**Exercise directions**
Reproduce the data from the line containing "Tag every instance of the sky" through the line containing "x=228 y=156", substituting "Selected points" for "Marked points" and leaving everything else unchanged.

======== Exercise materials

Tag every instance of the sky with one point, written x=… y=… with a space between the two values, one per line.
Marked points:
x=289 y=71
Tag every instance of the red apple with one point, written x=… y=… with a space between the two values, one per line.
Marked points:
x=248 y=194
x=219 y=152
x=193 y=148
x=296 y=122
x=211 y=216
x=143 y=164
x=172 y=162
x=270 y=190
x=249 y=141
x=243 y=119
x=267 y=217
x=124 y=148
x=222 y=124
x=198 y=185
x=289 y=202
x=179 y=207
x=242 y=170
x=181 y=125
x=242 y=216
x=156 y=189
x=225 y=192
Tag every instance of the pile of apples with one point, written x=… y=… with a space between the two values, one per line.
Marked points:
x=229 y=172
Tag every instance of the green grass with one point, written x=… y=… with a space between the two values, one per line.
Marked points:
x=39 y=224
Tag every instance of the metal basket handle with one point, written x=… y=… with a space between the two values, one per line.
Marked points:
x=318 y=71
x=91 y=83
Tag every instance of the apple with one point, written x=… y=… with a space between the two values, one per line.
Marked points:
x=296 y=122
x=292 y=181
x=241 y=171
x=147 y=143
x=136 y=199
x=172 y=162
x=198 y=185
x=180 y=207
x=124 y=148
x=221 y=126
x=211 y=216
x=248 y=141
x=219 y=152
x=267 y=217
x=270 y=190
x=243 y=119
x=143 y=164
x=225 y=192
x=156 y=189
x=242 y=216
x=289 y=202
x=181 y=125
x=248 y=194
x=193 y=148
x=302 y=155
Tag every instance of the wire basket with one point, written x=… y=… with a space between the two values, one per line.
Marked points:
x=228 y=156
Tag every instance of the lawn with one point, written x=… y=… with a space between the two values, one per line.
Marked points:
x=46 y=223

================
======== Exercise materials

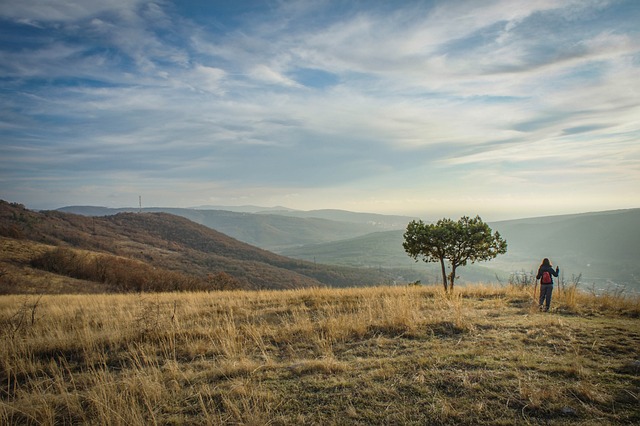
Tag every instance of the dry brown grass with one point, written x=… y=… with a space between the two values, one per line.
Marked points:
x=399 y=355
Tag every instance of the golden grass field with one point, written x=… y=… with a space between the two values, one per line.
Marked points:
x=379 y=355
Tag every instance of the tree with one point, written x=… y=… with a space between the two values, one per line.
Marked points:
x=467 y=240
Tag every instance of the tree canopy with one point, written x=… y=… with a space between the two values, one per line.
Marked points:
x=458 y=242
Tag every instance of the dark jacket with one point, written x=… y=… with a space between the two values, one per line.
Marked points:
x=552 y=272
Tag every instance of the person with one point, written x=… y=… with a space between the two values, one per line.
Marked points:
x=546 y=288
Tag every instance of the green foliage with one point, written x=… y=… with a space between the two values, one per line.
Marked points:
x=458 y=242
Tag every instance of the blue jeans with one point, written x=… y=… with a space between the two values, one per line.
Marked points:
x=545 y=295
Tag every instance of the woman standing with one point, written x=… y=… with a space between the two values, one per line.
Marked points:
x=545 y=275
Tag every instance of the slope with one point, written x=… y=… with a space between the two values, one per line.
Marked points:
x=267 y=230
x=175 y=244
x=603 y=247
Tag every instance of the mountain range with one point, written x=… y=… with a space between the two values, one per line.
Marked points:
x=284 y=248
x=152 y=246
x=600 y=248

================

**Task response**
Tag every instance of the sky with one point, written x=… y=… with a space between the two values, one per line.
Selected points:
x=289 y=71
Tag every instance of the red apple with one point, written x=… y=… with a space between the two values, one per line.
Selected points:
x=248 y=194
x=219 y=152
x=193 y=148
x=296 y=122
x=211 y=216
x=143 y=164
x=172 y=162
x=270 y=190
x=249 y=141
x=243 y=119
x=267 y=217
x=124 y=148
x=222 y=124
x=198 y=185
x=289 y=202
x=179 y=207
x=242 y=170
x=181 y=125
x=242 y=216
x=156 y=189
x=225 y=192
Tag every instance of the pile of apples with one point, written x=… y=… with a space between the two values, one per line.
Selected points:
x=229 y=172
Tag every instance of the green grass with one point, written x=… y=… with a space between the two values, one per line.
Selected points:
x=39 y=224
Tag every instance of the metal basket handle with one point, written x=… y=… with a space between the two values, one per line.
Selected points:
x=318 y=71
x=91 y=83
Tag every instance of the apple with one point, written x=… y=… with a space between the two values, one per line.
Selected points:
x=296 y=122
x=292 y=181
x=241 y=171
x=147 y=143
x=136 y=199
x=172 y=162
x=198 y=185
x=180 y=207
x=124 y=148
x=221 y=126
x=211 y=216
x=248 y=141
x=219 y=152
x=267 y=217
x=270 y=190
x=243 y=119
x=143 y=164
x=225 y=192
x=156 y=189
x=242 y=216
x=289 y=202
x=181 y=125
x=248 y=194
x=193 y=148
x=302 y=155
Tag every instance of the wire basket with one point, written x=… y=… with a space between the two values, one per line.
Selected points:
x=228 y=156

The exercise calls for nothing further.